[Saved data entries]
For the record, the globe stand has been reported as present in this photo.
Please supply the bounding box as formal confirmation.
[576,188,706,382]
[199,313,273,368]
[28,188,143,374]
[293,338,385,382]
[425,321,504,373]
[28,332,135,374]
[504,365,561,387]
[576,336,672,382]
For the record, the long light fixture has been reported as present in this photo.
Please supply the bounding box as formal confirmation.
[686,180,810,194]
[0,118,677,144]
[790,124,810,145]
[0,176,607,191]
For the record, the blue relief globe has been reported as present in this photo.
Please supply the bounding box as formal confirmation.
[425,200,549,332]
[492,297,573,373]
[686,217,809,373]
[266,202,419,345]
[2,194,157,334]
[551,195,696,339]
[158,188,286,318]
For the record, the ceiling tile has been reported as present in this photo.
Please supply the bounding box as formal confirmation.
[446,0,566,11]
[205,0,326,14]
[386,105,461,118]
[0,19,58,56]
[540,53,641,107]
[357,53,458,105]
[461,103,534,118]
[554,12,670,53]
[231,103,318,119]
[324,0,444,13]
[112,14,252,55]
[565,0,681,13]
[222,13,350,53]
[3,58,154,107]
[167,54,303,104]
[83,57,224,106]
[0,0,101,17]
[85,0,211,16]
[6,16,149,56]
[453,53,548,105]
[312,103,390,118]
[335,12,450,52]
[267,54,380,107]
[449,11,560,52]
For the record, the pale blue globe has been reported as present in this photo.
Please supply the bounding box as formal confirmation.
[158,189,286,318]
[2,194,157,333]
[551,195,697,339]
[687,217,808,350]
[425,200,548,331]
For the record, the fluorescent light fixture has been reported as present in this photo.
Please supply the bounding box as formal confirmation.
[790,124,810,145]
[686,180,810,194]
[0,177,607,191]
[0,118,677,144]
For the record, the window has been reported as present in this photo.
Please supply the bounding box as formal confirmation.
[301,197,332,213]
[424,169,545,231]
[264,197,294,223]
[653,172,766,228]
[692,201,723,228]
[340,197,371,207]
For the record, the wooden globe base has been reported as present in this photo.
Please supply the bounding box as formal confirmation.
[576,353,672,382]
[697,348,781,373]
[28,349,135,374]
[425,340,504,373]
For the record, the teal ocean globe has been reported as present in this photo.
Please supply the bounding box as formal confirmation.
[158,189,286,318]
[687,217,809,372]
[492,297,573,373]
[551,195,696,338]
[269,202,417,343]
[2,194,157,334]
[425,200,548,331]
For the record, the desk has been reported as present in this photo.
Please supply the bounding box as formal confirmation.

#### [Problem to work on]
Reproduce the entries from the beginning through the line containing "[576,336,672,382]", both ends included. Keep the request lines unchanged, and multiply each bounding-box coordinate in the answers by 0.3, rounding to the nearest whole number with halves rounded up.

#### [Full answer]
For the record, the globe stand has been reported as present in this photo.
Please supply the bounding box as formal confirmation.
[173,56,212,115]
[60,94,82,110]
[8,56,43,112]
[88,101,116,115]
[128,96,151,112]
[8,100,41,112]
[151,110,168,116]
[173,101,202,115]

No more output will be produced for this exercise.